Highlight: Josh Is A Liar

8. Catastrophe (s3)

This show is mostly special beacuse it’s very funny, and there are few pleasures comparable to Sharon and Rob making fun of each other so cruelly that you know they must really love each other or how else could they put up with that? It’s also one of the best, most real-feeling stories of alcoholism that I’ve seen. It reminded me, at times, of a crime drama like Dexter where the anti-hero has a secret and we’re for some reason invested in him not being found out as a serial killer, except here he’s sneaking drinks, and you feel it in the pit of your stomach that this is bad. It’s mostly very funny. But it’s also very dedicated to arguing that we’re better when we step up and be there for each other even when it sucks and I find that helpful to think about. The drama is very ordinary but the characters are so lovable that you care. And Carrie Fisher is great.

Highlight: Episode 6

7. The Marvelous Mrs. Maisel (s1)

# AVAILABLE DATA

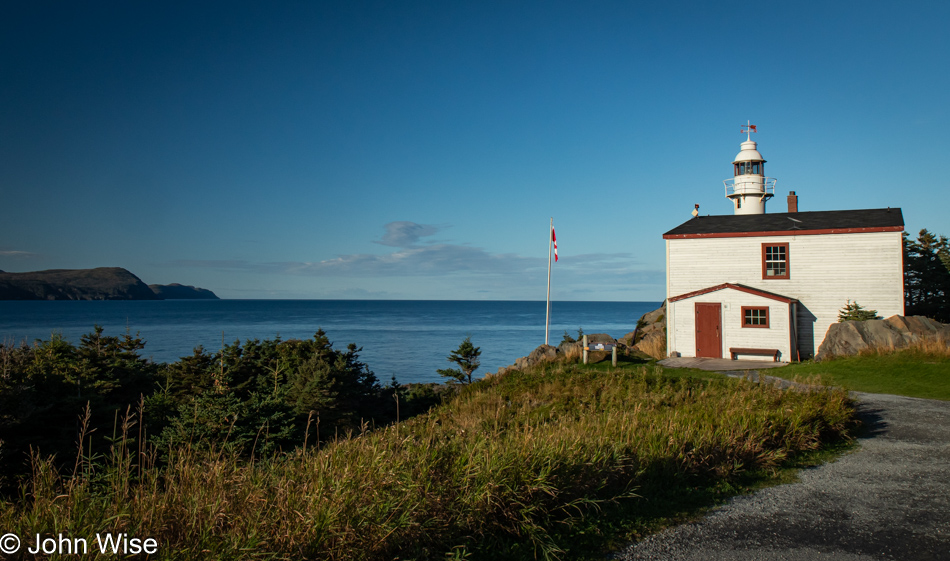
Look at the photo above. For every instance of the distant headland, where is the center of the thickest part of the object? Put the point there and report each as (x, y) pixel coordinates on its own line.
(102, 283)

# STATED EXERCISE 1
Render this sentence from the TV show rankings in Spanish: "The drama is very ordinary but the characters are so lovable that you care."
# STATED EXERCISE 2
Supply a continuation of the TV show rankings, starting after their last line.
The data have no connection to the TV show rankings.

# REPLY 1
El drama es muy común, pero los personajes son tan entrañables que te importan.

# REPLY 2
Just watched this one over Christmas break, with my mom, so there may be some recency bias here, but I really loved it. This show entertains on so many levels. It’s hysterical, with great characters, acting, and dialogue. The scenes between the comedian characters in particular feel funny in a way that funny people are with each other, where they want to skip past the norms of what they’re supposed to say, and then also not laugh, and then also act like that was normal. All the scenes with Midge and Lenny Bruce were golden like that. And just watching a show about a person figuring out they want to do some kind of art and that they might be good at it and then realizing it’s going to be a lot of work and maybe not that fun all the time is hugely fun, because each step feels real and earned and satisfying. That that person is a Jewish woman with two kids in the fifties in Manhattan played by someone as charismatic as Rachel Brosnahan makes it feel very unique and alive. Also her parents are hysterical and Joel sucks in such a real and lived in way that it almost brings pleasure how reliably the dude sucks. And that the cinematography is frequently dazzling, with a camera that floats through clubs and apartments and over tables and around Hora dancers, and the soundtrack crackles with sometimes on-the-nose but very charming contemporary songs makes the whole thing just kinda whizz by.

Highlight: Because You Left

6. The Americans (s5)

Maybe I’m a sucker and a fool for things that are just the slightest bit unusual, but the premier’s exhuming sequence, which has no dialog for something like 15 minutes as we just watch these people do their job ultra competently and feel the weight of it on their backs and the amount they’re stuck with the decisions they’ve made and have been made for them growing and growing … is very good … and is enough to make me sit up straight and hold my breath.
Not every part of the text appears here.